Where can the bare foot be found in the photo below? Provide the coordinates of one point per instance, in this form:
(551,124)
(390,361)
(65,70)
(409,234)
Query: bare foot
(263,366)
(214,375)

# What is needed:
Print every record above exactly as it stands.

# Response for this exercise:
Where can the bare foot be found in the photo below? Provide the coordinates of one point per instance, in this form:
(551,124)
(390,361)
(65,70)
(409,234)
Query: bare foot
(263,366)
(214,375)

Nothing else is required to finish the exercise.